Document passage:
RL Bipedal Locomotion System

The Biped

Before any training could happen, the humanoid itself had to be built from scratch - limb by limb, joint by joint.

31 degrees of freedom:

Legs (14 DOF): Hip flexion, abduction, and rotation; knee flexion and rotation; ankle dorsiflexion and inversion - per leg. Each joint constrained to its real-world range of motion.
Torso (5 DOF): Lumbar and spine flexion/lateral bend, spine rotation. Added after discovering that a locked torso acts as destabilizing dead weight during stepping.
Arms (12 DOF): Shoulders, elbows, forearms, wrists. Currently held at sides with angular damping; future phases unlock them for combat.

Every bone segment was hand-modeled in Godot with anatomically accurate proportions. Knees only flex in one axis. Hips get their full ball-and-socket range. If a joint can hyperextend or rotate impossibly, the RL policy will find and exploit it - so the skeleton has to move like a real one.

The pull-up test became the go-to sanity check - hang the biped from a bar and verify that every joint bends correctly under load, with no clipping, no impossible angles, and no joints fighting each other.

The pull-up test - verifying joint limits and range of motion under load.

Training Infrastructure

The platform is designed for rapid iteration on RL experiments:

256 parallel environments in a single Godot instance, each running an independent biped with its own treadmill and physics
8x time acceleration - ~640 samples/sec throughput on a GTX 1080 Ti (every bit of VRAM accounted for)
Modular reward system - 18 separate components (velocity tracking, posture, foot clearance, energy efficiency, gait symmetry, etc.) each individually weighted and toggleable
Curriculum framework - continuous difficulty ramps for belt speed, harness force, direction constraints. Not discrete stages - smooth progressions that bridge skill gaps
Checkpoint system with milestone archival - every significant training run documented with reward configuration, TensorBoard data, and behavioral notes

Remote Monitoring

The training monitor - great for catching the exact moment things start going sideways.

[A block of data]
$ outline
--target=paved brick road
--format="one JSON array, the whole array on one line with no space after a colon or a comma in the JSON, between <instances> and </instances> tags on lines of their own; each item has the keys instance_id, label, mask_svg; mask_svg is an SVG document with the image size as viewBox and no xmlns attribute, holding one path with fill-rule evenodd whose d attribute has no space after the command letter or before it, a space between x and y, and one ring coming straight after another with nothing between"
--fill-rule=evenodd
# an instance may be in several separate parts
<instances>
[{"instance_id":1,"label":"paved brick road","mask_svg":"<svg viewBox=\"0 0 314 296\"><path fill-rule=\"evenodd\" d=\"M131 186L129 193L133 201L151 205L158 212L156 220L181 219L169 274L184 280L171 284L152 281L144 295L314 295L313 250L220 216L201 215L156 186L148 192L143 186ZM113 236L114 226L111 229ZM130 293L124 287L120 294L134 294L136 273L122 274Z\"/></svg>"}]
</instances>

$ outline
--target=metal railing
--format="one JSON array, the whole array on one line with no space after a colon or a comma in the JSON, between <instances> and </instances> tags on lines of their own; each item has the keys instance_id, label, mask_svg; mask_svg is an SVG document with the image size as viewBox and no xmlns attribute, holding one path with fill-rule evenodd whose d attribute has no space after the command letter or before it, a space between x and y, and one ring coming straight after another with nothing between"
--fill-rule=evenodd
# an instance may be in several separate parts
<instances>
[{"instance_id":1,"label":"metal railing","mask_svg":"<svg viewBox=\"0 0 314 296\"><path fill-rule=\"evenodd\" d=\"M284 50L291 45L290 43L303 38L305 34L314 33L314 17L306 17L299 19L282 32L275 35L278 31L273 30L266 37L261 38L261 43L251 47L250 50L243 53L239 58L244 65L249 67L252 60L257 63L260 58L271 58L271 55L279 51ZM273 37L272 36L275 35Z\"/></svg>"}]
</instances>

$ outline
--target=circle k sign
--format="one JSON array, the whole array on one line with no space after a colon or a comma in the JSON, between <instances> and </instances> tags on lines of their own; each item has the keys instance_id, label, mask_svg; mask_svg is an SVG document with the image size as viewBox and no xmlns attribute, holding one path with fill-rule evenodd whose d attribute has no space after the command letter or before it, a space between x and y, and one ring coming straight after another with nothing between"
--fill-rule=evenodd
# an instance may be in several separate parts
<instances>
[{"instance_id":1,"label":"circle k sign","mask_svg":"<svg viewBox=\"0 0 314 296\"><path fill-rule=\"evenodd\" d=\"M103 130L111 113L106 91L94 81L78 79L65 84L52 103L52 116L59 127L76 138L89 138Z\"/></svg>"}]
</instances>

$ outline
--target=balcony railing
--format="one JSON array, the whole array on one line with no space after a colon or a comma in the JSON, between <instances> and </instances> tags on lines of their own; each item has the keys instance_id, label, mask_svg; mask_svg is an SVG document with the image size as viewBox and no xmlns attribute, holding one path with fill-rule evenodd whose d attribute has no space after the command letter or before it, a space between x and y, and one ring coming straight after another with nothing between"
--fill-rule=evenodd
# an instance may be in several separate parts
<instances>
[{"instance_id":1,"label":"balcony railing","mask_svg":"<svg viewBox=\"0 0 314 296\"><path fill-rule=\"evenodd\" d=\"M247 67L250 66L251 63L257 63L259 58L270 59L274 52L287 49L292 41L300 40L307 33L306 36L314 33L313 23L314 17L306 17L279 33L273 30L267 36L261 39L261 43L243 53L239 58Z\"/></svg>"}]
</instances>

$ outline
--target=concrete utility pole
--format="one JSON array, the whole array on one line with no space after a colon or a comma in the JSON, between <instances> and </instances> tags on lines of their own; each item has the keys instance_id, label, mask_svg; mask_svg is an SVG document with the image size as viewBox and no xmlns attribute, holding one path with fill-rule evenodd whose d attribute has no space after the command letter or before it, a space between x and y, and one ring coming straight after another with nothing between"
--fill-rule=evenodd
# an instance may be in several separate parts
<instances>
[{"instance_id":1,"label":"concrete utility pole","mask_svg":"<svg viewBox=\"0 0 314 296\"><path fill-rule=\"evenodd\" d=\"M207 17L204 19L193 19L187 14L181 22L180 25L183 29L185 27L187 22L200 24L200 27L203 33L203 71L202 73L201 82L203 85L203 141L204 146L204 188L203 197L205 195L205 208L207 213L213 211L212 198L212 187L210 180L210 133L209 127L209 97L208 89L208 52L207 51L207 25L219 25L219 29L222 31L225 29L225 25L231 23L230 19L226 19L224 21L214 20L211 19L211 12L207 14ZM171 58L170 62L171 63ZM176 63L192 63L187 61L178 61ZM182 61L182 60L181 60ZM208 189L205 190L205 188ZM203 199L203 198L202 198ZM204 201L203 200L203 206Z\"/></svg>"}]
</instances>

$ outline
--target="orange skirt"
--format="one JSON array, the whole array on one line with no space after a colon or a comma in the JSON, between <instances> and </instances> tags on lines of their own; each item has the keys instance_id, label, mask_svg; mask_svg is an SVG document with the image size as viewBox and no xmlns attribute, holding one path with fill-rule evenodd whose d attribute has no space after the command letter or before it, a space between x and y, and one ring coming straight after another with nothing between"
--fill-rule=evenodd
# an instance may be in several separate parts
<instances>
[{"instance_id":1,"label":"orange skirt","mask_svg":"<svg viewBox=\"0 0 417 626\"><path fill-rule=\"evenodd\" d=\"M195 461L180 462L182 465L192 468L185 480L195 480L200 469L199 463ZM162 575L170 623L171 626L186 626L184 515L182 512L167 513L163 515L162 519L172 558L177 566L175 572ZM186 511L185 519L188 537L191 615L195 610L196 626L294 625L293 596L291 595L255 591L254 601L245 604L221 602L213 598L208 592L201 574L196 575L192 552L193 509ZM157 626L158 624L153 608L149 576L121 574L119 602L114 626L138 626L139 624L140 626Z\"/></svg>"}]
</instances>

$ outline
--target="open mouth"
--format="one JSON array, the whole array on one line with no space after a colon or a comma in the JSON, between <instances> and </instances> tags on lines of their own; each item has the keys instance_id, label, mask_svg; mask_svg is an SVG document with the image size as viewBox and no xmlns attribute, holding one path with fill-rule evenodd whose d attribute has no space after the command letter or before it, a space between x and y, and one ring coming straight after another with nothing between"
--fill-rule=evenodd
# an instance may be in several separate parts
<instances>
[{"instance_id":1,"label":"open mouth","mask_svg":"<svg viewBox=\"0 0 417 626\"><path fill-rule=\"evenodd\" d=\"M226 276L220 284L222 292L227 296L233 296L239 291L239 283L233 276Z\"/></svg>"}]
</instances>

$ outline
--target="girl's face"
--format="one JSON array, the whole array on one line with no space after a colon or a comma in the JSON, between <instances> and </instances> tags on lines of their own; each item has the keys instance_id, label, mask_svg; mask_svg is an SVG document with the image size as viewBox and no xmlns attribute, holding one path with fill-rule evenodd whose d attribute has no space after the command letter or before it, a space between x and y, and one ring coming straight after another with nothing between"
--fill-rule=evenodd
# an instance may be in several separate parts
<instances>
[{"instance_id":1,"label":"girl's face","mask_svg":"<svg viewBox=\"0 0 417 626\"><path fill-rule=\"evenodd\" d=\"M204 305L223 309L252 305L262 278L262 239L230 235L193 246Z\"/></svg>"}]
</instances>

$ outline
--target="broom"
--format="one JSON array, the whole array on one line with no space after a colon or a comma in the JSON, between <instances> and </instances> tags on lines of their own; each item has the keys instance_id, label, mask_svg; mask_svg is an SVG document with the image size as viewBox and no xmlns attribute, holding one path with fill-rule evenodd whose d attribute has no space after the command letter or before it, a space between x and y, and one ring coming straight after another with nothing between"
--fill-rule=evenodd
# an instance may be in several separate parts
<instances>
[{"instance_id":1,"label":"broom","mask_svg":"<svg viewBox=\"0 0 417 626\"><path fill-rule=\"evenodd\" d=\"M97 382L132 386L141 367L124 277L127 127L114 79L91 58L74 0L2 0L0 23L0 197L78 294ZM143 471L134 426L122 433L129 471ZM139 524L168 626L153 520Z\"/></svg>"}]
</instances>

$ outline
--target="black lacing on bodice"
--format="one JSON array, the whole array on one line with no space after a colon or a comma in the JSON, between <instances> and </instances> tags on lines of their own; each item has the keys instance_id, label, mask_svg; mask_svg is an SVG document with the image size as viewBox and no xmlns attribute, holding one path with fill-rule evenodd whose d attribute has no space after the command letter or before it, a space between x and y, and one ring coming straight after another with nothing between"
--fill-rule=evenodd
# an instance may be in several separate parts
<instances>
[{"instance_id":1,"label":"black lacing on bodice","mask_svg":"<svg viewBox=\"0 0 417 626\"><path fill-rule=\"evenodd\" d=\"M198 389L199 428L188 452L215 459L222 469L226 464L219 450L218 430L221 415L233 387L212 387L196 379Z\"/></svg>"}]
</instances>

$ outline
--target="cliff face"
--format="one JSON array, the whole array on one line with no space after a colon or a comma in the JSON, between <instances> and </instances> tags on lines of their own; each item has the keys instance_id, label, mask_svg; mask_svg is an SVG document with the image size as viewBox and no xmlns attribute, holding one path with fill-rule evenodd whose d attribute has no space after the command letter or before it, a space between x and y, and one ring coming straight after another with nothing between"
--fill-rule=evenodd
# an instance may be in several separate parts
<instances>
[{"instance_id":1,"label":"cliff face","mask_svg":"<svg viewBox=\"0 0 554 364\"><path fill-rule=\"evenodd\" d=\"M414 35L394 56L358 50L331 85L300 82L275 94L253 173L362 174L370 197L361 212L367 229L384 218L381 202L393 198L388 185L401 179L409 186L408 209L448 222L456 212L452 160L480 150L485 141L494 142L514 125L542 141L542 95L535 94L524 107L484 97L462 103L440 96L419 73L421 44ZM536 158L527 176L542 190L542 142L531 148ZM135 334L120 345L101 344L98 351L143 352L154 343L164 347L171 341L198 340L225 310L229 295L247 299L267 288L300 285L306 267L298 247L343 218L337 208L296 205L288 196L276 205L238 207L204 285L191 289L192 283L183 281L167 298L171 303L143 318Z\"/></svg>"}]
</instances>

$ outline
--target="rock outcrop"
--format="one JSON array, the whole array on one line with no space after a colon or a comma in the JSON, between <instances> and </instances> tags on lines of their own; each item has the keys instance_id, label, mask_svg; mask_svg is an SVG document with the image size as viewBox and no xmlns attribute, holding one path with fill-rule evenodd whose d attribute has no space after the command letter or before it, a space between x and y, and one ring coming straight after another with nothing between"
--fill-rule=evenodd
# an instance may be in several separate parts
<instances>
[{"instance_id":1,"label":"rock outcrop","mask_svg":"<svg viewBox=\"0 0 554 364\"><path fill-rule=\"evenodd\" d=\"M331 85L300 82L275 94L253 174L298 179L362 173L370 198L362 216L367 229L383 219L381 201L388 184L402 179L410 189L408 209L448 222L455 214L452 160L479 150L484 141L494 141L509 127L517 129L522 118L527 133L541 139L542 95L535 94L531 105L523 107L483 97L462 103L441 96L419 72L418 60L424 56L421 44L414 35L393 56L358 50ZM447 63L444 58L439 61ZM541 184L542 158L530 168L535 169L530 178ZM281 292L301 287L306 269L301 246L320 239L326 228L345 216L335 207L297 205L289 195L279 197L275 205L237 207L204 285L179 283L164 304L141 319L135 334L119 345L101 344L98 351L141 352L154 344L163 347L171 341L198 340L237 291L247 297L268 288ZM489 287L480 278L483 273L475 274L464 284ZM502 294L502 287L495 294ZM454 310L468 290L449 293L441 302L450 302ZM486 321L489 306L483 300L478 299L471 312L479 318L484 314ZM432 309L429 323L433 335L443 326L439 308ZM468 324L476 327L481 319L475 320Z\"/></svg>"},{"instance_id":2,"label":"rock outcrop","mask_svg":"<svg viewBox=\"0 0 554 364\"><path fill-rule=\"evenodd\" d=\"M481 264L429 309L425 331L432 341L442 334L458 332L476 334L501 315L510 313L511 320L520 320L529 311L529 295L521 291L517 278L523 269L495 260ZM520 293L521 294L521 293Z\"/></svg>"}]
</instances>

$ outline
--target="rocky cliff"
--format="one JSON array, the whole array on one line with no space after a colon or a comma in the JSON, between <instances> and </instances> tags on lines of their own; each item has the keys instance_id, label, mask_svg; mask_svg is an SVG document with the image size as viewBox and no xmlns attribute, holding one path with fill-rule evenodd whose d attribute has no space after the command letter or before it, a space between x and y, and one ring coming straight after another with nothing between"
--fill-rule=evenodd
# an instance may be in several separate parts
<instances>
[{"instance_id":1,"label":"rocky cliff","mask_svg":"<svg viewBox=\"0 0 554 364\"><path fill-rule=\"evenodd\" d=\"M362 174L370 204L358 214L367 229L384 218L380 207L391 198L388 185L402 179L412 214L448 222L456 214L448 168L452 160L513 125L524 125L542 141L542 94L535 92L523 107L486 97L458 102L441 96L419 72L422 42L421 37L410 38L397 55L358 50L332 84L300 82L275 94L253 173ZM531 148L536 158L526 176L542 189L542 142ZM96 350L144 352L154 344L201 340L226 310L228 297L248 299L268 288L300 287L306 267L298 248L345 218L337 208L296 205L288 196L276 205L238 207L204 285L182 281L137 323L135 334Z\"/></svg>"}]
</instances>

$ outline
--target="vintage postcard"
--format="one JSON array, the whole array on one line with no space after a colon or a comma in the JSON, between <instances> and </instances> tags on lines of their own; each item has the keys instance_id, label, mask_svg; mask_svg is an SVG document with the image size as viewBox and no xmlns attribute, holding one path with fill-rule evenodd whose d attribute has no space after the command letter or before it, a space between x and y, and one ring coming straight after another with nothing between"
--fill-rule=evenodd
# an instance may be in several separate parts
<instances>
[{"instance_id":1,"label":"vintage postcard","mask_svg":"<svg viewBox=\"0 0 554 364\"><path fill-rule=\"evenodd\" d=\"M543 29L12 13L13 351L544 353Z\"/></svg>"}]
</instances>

Exercises:
A - Check each statement against the bipedal locomotion write-up and answer yes or no, quoting the deciding words of that write-up: (i) The arms have 12 degrees of freedom and are currently held at the sides with angular damping. (ii) The curriculum framework moves through discrete difficulty stages. (iii) Training runs 128 parallel environments in one Godot instance.
B - Resume the bipedal locomotion write-up after its last line and extend it.

Written responses:
A -
(i) Yes: "Arms (12 DOF): Shoulders, elbows, forearms, wrists. Currently held at sides with angular damping"
(ii) No: "Not discrete stages - smooth progressions that bridge skill gaps"
(iii) No: "256 parallel environments in a single Godot instance"

B -
The dashboard runs on a Flask server accessible remotely via Tailscale:

Live MJPEG video stream from the training environment - watch bipeds learn (or fail) in real time
Training statistics - mean standing time, episode reward, steps per second
Control panel - start fresh runs, resume from checkpoints, stop training
Direct TensorBoard link - reward curves, value loss, policy loss, explained variance, entropy

This matters because RL training runs are long. Being able to glance at the video feed from my phone and see whether the biped is shuffling, standing, vibrating, or actually stepping - that's the difference between catching a reward hacking exploit in 10 minutes vs. wasting 8 hours of GPU time.

The Reward Landscape

The most interesting part of this project isn't the code. It's the reward engineering.

Training a 31-DOF humanoid to walk from scratch means designing a reward function that:

Rewards forward movement without allowing shuffling
Maintains posture without preventing weight transfer
Encourages stepping without destabilizing the torso
Penalizes energy waste without suppressing necessary movement

Each of the 18 reward components addresses a specific failure mode discovered during training. The weights are DOF-group-aware: torso joints get heavy stillness penalties (should stay quiet), ankles get light ones (need freedom for balance corrections), and primary movers are somewhere in between.

Papers & Techniques Implemented

PPO (Proximal Policy Optimization) - core training algorithm via Stable Baselines3
Curriculum learning - progressive difficulty scaling inspired by locomotion literature
Contact-phase reward design - gait cycle rewards rather than trajectory prescription
DOF-group-weighted penalties - biomechanically-informed reward shaping
Treadmill + harness training - environmental curriculum forcing progression beyond standing equilibria
Categorical Policies (Islam & Huber 2025) - replaced the standard Gaussian policy with a latent categorical that selects among multiple behavior modes. Promising idea for multimodal exploration in high-DOF control, but produced worse results than vanilla PPO on this rig

Referenced but not yet implemented: DeepMimic (Peng et al. 2018), AMP/ASE (Peng et al. 2021-22), motor synergy architectures, frontier expansion learning.

Key Discoveries

Reward hacking is creative: The biped discovered it could fall backward onto its feet and "surf" on contact to accumulate reward. Added torso-below-hips termination to close the exploit.
Local optima are robust: Both the shuffle plateau (128M steps) and standing plateau (245M steps) required environmental changes - not just reward tweaks - to escape.
Curriculum beats pure reward shaping: The treadmill environment forced progression that no amount of reward tuning could achieve from static ground.
DOF-weighted penalties are essential: Uniform stillness penalties suppress necessary movement. Different joint groups have different biomechanical roles.
The Python/SB3 bottleneck is real: 256 parallel environments saturate the training pipeline, not the physics engine. Room to scale further with faster RL frameworks.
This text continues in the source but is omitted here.